■ WHAT THIS TASK INVOLVES:
Each line should be copied exactly.

■ LISTED RECORDS:
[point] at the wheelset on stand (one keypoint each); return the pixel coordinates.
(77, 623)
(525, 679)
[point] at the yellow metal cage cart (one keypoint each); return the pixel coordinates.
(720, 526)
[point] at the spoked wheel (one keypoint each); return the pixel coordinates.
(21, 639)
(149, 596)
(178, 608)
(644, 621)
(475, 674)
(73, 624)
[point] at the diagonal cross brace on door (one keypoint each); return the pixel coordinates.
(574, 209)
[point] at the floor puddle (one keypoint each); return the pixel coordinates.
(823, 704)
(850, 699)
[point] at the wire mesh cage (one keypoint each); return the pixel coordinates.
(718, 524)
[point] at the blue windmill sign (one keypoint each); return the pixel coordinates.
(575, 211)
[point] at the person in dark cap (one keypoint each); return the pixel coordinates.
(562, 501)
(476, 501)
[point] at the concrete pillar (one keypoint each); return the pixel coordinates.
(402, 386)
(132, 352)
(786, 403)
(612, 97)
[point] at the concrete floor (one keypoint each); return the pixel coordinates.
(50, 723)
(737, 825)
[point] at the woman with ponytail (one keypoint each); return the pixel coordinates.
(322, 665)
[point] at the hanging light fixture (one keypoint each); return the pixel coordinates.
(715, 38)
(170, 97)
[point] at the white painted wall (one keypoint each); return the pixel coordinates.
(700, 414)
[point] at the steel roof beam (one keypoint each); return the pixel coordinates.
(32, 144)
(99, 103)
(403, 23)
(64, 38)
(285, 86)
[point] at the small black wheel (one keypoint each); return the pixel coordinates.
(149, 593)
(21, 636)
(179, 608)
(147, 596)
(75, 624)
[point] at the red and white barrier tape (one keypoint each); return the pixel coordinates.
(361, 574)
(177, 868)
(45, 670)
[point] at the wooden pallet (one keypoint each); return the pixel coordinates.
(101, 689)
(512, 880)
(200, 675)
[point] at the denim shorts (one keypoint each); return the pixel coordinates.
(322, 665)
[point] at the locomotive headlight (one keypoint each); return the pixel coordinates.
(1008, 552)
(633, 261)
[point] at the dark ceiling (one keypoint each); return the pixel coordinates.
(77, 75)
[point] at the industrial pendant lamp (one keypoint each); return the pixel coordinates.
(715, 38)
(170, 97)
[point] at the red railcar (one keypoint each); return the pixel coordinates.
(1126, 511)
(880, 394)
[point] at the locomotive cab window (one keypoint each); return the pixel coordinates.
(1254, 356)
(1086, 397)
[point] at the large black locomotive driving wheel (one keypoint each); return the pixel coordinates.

■ SOLUTION TO THE EXERCISE:
[point] at the wheelset on stand (one keypoint each); return the pixel coordinates.
(77, 623)
(525, 679)
[point] at the yellow metal cage cart (one keypoint each); return the pixel coordinates.
(720, 526)
[point] at the spoked wheel (one keypoint each); return the pixel coordinates.
(21, 639)
(149, 596)
(178, 608)
(644, 621)
(475, 674)
(73, 624)
[point] at the diagonal cross brace on door (one keypoint each); return the pixel coordinates.
(574, 209)
[point] at the floor puddle (one keypoint each); return the pixel coordinates.
(823, 704)
(850, 699)
[point] at the wire mesh cage (one keypoint each); return the pixel coordinates.
(718, 524)
[point] at the blue windmill sign (one keypoint each); return the pixel coordinates.
(575, 211)
[point] at the person in dark cap (one keypoint each); return the pixel coordinates.
(562, 501)
(476, 501)
[point] at the concrete pillar (one keypoint each); return the pixel coordinates.
(402, 386)
(132, 352)
(786, 403)
(612, 97)
[point] at the concrete floor (one keypoint each); return the pixel coordinates.
(50, 723)
(737, 825)
[point] at the woman with ponytail (one keypoint each); return the pixel coordinates.
(322, 665)
[point] at the hanging light fixture (one keypoint each); return the pixel coordinates.
(715, 38)
(170, 97)
[point] at the white painted wall (one keypoint each); return the pixel coordinates.
(700, 414)
[point] at the steel roof beam (one keypoint each); return the pixel coordinates.
(32, 144)
(99, 103)
(403, 23)
(64, 38)
(285, 86)
[point] at the small black wheel (one keypoint each); return the pixel coordinates.
(149, 593)
(21, 636)
(179, 608)
(147, 596)
(75, 624)
[point] at the red and white barrier tape (one keypoint each); return the pixel coordinates.
(361, 574)
(177, 868)
(45, 670)
[point] at the wooden pallet (one keypoint each); return the pixel coordinates.
(101, 689)
(512, 880)
(200, 675)
[point] at the denim shorts (one keypoint each); return the pixel coordinates.
(322, 665)
[point] at the locomotive headlight (one keypoint each); return the pixel coordinates.
(1008, 552)
(633, 261)
[point] at the dark ceiling (one keypoint each); return the pixel coordinates.
(77, 75)
[point] at the industrial pendant lamp (one keypoint each); return the pixel coordinates.
(715, 38)
(170, 97)
[point] at the red railcar (one keypoint each); return the pixel coordinates.
(1126, 511)
(880, 394)
[point] at the locomotive cab window (one keypoint each); return the pixel coordinates.
(1254, 356)
(1086, 397)
[point] at the large black locomotive driving wheel (one keypoint each); return the pixel coordinates.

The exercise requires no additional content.